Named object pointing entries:
──────────

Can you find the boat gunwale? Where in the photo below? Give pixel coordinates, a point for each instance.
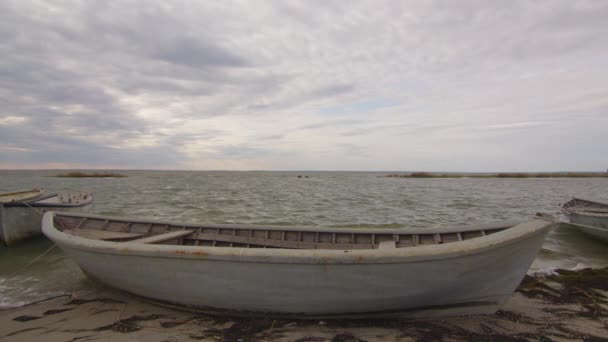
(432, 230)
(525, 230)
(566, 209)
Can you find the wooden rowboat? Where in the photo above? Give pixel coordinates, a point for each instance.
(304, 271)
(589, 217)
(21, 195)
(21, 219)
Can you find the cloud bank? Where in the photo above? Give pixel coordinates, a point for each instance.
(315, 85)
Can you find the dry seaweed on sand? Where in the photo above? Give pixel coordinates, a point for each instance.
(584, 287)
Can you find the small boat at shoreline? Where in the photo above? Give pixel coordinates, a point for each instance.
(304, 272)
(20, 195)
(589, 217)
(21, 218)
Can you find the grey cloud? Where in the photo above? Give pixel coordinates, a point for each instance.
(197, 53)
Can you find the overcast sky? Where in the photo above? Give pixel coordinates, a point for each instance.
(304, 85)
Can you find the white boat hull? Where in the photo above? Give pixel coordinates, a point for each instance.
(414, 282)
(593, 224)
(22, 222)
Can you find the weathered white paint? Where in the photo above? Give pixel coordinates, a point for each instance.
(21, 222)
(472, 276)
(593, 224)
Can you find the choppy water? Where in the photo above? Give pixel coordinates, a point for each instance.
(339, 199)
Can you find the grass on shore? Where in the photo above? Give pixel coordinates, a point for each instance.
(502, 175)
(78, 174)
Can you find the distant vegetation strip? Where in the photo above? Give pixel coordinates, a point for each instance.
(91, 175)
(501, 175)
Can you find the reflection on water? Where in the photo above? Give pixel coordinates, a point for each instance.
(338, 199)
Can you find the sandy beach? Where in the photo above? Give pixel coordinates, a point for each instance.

──────────

## What is being asked:
Each line from the one containing "Can you find the choppy" to the end of the records should be echoed exactly, and no other line.

## Solution:
Can you find the choppy water? Where in the photo above? Give pixel coordinates, a point for each instance.
(339, 199)
Can you find the grass on shore? Where in the photo above? Give pixel coordinates, a point for each instance.
(502, 175)
(78, 174)
Can you find the distant vegetation strip? Where in the photo above? Give pixel coordinates, a point for each instance.
(91, 175)
(501, 175)
Can you find the reflection on water? Where in the photo above? Give pixel coordinates, a point for each instance.
(338, 199)
Can you find the sandy beach? Where in the photo above? Give pixel coordinates, a point for each instance.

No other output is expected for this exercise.